- Exercise details:
Starting at the row containing "In this photo, where can the rose" and continuing through the last row below, rewrite every line, requests included. Multiply each answer coordinate by 1.2 and round it to a whole number, rounding halves up; leave the requests and their format samples unchanged.

- Source material:

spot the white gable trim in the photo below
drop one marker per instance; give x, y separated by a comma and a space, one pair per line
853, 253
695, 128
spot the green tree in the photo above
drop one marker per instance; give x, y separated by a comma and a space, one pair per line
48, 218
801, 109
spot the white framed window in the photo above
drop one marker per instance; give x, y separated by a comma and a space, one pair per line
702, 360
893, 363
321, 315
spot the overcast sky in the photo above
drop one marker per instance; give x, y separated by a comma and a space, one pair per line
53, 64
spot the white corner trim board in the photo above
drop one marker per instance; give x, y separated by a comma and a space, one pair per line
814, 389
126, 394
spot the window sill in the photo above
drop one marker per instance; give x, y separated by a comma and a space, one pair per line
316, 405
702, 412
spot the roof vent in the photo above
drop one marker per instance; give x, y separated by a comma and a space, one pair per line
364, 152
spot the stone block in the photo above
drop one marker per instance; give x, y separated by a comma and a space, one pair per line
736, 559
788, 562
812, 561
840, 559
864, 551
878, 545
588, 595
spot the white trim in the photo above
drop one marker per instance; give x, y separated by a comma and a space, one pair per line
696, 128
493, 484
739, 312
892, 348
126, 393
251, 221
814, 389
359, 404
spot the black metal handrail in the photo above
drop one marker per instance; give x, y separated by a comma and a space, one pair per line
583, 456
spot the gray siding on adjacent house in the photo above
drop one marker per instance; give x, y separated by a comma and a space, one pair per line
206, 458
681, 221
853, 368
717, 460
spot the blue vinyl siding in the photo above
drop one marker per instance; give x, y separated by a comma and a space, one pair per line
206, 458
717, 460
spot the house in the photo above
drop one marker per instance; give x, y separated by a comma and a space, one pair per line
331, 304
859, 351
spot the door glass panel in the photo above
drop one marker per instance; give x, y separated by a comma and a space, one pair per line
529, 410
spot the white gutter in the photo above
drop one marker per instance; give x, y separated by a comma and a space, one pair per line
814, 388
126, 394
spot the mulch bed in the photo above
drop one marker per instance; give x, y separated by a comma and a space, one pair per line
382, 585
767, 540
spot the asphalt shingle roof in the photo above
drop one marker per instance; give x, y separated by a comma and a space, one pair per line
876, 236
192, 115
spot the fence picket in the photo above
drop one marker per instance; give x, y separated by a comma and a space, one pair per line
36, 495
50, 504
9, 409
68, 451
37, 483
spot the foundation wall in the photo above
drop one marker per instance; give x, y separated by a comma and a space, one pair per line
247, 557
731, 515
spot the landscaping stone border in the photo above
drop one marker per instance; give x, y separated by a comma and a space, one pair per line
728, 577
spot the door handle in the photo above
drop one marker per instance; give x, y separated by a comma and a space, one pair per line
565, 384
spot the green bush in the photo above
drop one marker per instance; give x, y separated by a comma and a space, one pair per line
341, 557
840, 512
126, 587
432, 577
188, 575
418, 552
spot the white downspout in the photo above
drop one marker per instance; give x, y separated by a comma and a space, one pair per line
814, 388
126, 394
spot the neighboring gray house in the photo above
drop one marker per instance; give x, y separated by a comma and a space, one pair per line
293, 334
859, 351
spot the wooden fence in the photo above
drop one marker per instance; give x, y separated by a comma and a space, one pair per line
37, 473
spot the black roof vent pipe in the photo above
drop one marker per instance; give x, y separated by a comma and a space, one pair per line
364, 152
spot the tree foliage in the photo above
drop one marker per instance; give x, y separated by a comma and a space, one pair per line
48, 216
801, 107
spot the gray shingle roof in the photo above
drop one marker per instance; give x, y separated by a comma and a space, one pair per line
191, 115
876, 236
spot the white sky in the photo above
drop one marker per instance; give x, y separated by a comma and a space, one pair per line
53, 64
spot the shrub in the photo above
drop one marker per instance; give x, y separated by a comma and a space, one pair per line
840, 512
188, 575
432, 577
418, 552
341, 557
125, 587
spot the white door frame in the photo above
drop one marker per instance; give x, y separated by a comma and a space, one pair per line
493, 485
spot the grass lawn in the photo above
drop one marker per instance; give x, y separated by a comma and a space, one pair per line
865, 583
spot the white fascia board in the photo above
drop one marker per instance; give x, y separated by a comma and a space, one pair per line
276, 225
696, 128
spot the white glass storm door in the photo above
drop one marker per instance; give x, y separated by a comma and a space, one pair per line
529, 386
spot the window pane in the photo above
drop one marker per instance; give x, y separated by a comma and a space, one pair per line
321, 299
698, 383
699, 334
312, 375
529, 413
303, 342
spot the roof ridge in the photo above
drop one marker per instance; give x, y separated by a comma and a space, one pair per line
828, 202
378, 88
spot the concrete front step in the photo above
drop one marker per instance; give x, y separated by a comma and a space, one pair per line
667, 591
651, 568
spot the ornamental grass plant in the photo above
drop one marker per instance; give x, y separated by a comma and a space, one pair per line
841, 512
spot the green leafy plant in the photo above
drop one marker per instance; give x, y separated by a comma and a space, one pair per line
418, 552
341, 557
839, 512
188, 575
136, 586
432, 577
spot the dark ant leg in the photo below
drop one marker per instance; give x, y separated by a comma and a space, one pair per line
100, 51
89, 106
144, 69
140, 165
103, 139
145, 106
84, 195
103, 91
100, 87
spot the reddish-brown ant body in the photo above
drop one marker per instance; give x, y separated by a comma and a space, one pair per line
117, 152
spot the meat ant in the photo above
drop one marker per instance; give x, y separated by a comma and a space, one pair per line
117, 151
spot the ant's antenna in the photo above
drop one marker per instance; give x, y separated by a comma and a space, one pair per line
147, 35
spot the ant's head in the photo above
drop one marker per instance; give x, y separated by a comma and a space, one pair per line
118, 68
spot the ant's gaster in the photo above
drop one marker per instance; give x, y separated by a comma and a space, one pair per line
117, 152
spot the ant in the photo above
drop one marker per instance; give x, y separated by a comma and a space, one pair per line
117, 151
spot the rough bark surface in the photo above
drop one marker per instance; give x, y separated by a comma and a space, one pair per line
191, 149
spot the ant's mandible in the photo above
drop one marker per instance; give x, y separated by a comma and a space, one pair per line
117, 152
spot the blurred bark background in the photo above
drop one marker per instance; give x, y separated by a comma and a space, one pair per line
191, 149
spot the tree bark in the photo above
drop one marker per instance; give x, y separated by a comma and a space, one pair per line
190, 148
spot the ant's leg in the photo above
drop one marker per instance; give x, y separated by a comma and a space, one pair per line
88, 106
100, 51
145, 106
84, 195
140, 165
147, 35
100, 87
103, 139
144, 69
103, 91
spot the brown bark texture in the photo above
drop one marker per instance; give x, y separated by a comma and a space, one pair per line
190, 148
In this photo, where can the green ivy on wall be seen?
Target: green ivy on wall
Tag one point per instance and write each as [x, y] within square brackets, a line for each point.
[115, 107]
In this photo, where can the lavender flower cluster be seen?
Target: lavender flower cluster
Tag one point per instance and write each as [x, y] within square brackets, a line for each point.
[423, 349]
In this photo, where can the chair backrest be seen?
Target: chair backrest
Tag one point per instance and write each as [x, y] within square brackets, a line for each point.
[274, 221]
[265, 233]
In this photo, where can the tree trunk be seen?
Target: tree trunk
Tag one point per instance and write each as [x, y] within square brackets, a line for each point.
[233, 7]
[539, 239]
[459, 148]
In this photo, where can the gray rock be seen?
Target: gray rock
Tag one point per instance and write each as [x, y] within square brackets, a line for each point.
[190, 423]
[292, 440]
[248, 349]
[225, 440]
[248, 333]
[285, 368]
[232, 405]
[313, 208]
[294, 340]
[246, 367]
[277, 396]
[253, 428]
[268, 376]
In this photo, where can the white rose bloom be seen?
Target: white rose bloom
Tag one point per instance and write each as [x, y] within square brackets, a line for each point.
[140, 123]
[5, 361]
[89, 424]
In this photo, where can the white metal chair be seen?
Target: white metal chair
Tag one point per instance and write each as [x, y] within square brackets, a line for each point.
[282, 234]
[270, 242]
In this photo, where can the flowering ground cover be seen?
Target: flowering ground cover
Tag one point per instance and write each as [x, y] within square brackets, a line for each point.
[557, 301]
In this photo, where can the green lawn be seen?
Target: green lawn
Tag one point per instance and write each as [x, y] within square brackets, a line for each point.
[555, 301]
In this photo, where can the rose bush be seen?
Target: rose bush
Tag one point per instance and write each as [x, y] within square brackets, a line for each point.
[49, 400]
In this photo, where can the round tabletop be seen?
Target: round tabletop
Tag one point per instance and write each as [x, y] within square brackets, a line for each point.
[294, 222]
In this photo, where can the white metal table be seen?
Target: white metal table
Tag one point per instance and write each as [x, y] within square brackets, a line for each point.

- Task result:
In this photo, where can the rose bush be seen?
Target: rose bush
Tag one point per instance and write each as [x, y] within square brackets, a line for each point.
[59, 480]
In this photo, where can the round tabletop be seen?
Target: round tabletop
Tag one point per instance and write each as [x, y] within square brackets, a line for each point.
[353, 266]
In this photo, where can the white metal table be seen?
Target: white metal table
Tag one point per instance and write each as [x, y] within square brackets, a line for each point.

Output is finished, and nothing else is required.